======== Texte à lire

Jean-François Robinet… je ne l’ai pratiquement jamais nommé sur ce site. Pourtant…
Il est médecin, exerce rue Saint-Placide, dans le sixième. Il a été maire de cet arrondissement après le 4 septembre. Après la capitulation de Bazaine, avec son adjoint André Rousselle (un avocat, que nous avons vu au « troisième procès » de l’Internationale, et plus récemment défenseur d’Urbain puis de Marie Leroy) et le Comité républicain de l’arrondissement, il a « sommé » par affiches le gouvernement de supprimer tous les généraux bonapartistes, de faire quelque chose pour défendre Paris, et sinon de démissionner, au plus tard le 5 novembre… Vous comprenez que c’était en même temps que l’insurrection du 31 octobre… Malgré la réaction (réactionnaire, si vous me permettez cette répétition) qui a suivi, il a été élu adjoint au maire du sixième en novembre, et est redevenu maire quand Hérisson (le maire élu) est devenu adjoint de Jules Ferry à la mairie de Paris. Il a été candidat aux élections de février 1871 sur la liste soutenue par le Comité central (juste derrière Eugène Varlin) et n’a pas été élu (non plus). Il a été élu à la Commune le 26 mars (avec 300 voix de plus qu’Eugène Varlin), mais il en a démissionné dès le 30 mars. Ici j’ajoute que sa lettre de démission a disparu (comme on le lit dans les Procès-verbaux de la Commune), et qu’il n’est pas vrai, contrairement à ce que j’ai lu (en juillet 2021) dans la notice du Maitron, que « le Journal officiel de la Commune du 2 avril publiait le discours dans lequel il s’en expliquait, mettant en cause sa mauvaise santé ». Par contre, il est vrai qu’il mentionne cette mauvaise santé dans une courte lettre adressée à Rochefort et publiée par Le Mot d’ordre le 12 avril.

Comme je l’avais annoncé, je reviens au premier numéro du Radical de Jules Mottu, le 15 octobre. Voici l’article du Docteur Robinet, sous le titre « Au moins les enfants et les femmes! »:

Parmi les mesures de rigueur adoptées contre Paris, il en est une particulièrement douloureuse et sensible à ceux qui croient que la politique ne doit pas être inflexiblement fermée à la morale, à la justice, à la pitié.

================

*Consigne*
Poursuivez le texte sur Jean-François Robinet à partir de sa dernière phrase. Les enregistrements n'ont aucun rôle dans ce travail.

======== Matériel fourni

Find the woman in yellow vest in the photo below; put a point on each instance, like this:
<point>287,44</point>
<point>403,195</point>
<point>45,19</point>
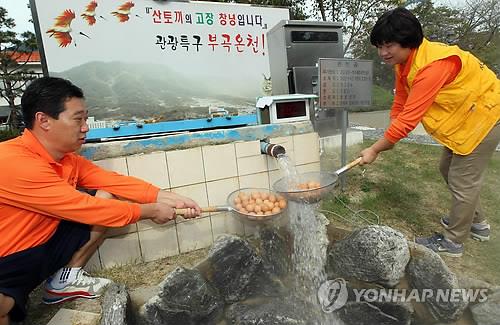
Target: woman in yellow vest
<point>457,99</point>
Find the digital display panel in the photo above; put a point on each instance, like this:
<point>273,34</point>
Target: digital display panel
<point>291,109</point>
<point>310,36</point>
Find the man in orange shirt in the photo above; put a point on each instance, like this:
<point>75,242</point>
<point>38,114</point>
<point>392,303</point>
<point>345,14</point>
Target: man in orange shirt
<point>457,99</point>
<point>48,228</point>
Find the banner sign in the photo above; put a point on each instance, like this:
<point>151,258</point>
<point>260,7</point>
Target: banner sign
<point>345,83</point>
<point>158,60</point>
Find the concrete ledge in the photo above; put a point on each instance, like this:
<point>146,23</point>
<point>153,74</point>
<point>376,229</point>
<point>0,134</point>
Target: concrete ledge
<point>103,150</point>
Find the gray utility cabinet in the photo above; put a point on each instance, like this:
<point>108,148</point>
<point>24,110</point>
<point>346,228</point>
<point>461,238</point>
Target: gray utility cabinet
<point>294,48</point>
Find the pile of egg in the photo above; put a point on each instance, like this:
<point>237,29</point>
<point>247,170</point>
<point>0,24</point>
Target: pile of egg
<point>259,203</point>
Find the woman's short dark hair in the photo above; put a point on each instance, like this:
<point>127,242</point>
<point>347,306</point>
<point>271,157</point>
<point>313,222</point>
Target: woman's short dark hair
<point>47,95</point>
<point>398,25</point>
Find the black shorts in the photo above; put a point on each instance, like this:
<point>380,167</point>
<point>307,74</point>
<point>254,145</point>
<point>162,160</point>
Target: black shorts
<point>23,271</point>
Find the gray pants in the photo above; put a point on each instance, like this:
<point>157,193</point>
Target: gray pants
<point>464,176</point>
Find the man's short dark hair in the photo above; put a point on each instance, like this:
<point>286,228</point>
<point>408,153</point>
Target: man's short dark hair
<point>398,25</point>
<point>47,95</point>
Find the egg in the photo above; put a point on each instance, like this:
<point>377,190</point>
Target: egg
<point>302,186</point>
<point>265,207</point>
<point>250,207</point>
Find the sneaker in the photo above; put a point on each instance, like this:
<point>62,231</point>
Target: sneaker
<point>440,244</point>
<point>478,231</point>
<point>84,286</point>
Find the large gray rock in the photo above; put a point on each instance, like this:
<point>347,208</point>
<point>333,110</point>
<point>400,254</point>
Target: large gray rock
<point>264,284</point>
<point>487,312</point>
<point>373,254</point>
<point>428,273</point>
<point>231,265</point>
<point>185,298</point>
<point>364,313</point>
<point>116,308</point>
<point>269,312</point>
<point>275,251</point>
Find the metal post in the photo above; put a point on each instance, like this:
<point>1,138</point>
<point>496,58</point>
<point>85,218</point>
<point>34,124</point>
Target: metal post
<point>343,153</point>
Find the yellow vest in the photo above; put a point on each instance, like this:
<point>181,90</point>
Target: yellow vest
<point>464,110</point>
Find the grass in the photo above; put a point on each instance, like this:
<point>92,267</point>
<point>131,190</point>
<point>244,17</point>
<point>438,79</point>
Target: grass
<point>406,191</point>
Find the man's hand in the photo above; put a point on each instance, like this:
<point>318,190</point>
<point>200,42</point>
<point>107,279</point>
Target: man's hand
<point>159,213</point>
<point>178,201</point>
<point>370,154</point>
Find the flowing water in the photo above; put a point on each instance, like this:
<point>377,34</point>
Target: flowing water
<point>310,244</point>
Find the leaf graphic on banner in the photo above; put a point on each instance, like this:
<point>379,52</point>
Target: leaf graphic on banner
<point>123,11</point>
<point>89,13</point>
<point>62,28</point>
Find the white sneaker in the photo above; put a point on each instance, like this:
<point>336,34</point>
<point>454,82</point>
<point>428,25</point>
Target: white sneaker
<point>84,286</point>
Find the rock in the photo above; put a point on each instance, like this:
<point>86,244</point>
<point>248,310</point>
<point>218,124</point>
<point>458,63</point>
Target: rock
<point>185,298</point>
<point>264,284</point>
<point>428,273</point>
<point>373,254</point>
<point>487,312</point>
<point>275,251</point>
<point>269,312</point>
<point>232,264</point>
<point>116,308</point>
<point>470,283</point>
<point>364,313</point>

================

*Réponse*
Après les exécutions sommaires, après les incarcérations et les transportations qui ont fait dans la masse du peuple parisien les vides effrayants révélés par l’enquête municipale [précisée ci-dessous], après les souffrances qu’endurent depuis quatre mois, dans les cachots et sur les pontons, des milliers de nos frères, de tous âges et de toutes conditions, enfants, hommes, vieillards, ouvriers, ingénieurs, commerçants, médecins, artistes, etc., on pouvait croire que rien de plus ne restait à déplorer!… Et cependant il y a pis encore.
Quand le sang eut coulé, que les hommes furent pris ou dispersés, des femmes et des jeunes filles, par centaines, furent arrachées à leurs foyers et jetées dans les prisons. Parmi les premières, quelques-unes venaient de mettre au jour des enfants qui furent traînés avec elles en captivité, d’autres étaient sur le point de devenir mères. — Rien n’arrêta les vainqueurs. — Et les lieux de détention se peuplèrent aussi de nouveaux-nés…
Le crime de ces citoyennes était, le plu souvent, d’avoir refusé de livrer un fils, un époux ou un père, de s’être montrées républicaines, d’avoir été au club, ou d’avoir partagé la foi de leurs maris! — Toutes celles qui les avaient suivis au combat, avaient trouvé la mort auprès d’eux. — Quant aux autres, Saint-Lazare [la prison pour femmes, pas la gare…] fut leur première étape, puis Versailles, puis les prisons départementales: Villers-Cotterets, Clermont, Beauvais, où l’on créa pour elles les divisions de détenues politiques.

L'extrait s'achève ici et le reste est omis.